## Instrucciones de la tarea
a: Responde estas preguntas según el texto sobre la libertad y la envidia:
(i) ¿Qué sostiene en la mano quien observa riendo desde las sombras?
(ii) ¿Cómo define el texto la envidia?
(iii) ¿Con qué no se calma la picazón en el alma?
b: Imprime sin cambios el tramo del texto sobre la libertad y la envidia que va desde "Ah, la envidia." hasta "no es rabia.".

::: Texto dado :::

Así que la próxima vez que grites “¡yo soy libre!”, pregúntate primero:
¿Libre de qué?
¿Libre para qué?
¿Libre... a costa de quién?
Yo te estaré observando, riendo desde las sombras, con una copa de vino existencial en la mano, aplaudiendo cada vez que rompes una cadena... aunque sea una.
¿Qué es la envidia?
Ah, la envidia.
Esa picazón en el alma que no se calma ni con éxito propio.
Ese ardor silencioso cuando ves a alguien lograr lo que tú deseabas… o simplemente ser lo que tú no puedes.
La envidia no es rabia.
La envidia no es tristeza.
La envidia es una confesión no verbal de inferioridad.
Es tu forma de decir: “Quiero eso, pero no puedo tenerlo, y no soporto que tú sí.”

::: Filas proporcionadas :::

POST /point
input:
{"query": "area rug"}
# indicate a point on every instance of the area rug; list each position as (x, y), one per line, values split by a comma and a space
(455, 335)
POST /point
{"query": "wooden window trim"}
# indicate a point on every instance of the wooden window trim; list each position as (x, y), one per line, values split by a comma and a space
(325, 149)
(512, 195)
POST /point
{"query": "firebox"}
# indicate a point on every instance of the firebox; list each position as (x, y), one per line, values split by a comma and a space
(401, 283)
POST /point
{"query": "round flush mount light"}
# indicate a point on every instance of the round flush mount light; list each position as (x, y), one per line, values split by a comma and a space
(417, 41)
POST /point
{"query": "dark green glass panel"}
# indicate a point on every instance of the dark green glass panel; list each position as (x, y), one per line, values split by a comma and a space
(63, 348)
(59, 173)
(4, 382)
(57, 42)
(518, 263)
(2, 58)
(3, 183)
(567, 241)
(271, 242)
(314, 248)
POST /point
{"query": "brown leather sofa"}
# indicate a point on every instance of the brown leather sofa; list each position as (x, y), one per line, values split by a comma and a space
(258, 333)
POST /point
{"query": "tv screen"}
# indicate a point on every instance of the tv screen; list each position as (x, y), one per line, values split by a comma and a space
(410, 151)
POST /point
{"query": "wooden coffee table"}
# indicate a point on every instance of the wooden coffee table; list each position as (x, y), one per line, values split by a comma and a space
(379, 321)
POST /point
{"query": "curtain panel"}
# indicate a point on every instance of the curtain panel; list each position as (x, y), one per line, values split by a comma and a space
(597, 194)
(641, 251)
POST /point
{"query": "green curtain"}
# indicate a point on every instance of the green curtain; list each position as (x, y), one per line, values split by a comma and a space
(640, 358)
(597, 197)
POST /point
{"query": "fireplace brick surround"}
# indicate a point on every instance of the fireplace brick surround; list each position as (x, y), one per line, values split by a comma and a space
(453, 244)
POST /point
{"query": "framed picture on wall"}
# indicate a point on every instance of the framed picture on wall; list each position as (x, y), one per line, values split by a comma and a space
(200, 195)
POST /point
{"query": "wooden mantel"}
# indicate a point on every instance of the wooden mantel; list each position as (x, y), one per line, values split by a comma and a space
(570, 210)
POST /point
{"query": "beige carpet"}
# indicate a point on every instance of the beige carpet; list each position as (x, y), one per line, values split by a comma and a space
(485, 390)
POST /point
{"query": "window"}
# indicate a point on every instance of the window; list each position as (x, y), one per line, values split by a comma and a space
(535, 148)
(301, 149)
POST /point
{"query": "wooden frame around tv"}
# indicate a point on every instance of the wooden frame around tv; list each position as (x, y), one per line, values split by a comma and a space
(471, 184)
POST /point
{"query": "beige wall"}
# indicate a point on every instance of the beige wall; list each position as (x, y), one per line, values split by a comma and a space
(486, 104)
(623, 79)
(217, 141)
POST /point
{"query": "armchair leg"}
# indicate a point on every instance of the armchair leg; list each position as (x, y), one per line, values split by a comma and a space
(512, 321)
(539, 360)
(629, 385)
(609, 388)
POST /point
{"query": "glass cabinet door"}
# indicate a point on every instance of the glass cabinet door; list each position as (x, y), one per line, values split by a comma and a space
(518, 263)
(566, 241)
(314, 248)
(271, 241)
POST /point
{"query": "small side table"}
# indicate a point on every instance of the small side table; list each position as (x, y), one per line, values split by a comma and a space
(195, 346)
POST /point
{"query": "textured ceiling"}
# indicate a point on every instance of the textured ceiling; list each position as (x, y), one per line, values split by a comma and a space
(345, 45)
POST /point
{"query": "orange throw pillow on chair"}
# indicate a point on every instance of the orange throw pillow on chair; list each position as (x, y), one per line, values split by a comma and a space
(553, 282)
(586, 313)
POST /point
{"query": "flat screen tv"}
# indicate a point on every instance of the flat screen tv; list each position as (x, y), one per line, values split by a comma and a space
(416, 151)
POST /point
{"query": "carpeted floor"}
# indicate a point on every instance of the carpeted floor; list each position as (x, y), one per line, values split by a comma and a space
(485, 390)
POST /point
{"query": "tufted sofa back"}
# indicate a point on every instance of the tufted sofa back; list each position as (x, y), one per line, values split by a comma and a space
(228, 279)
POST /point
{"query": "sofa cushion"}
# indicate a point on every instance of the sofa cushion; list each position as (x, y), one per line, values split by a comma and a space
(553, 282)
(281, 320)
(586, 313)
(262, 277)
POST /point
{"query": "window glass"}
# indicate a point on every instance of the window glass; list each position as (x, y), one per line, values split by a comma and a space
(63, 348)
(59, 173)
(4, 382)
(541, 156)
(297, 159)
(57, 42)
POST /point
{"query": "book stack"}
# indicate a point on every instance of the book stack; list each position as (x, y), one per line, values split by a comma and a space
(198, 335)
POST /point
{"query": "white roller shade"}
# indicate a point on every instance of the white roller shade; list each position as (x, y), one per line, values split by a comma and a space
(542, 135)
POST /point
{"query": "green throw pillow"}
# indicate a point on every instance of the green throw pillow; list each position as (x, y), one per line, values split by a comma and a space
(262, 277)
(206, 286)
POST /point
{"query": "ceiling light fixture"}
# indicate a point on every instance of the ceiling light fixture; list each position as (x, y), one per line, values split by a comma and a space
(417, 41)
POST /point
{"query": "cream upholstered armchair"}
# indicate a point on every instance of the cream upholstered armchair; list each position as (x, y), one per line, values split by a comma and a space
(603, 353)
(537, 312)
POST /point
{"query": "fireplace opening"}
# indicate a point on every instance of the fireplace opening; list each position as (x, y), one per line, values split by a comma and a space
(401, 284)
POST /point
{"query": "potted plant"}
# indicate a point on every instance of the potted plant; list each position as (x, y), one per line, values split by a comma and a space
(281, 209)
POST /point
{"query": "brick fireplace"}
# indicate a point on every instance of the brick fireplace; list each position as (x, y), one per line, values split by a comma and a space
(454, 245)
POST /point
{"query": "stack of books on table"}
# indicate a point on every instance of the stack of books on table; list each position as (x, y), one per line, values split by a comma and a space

:::

## Lista de soluciones
a:
(i) Una copa de vino existencial.
(ii) Como una confesión no verbal de inferioridad.
(iii) No se calma ni con éxito propio.

b:
Ah, la envidia.
Esa picazón en el alma que no se calma ni con éxito propio.
Ese ardor silencioso cuando ves a alguien lograr lo que tú deseabas… o simplemente ser lo que tú no puedes.
La envidia no es rabia.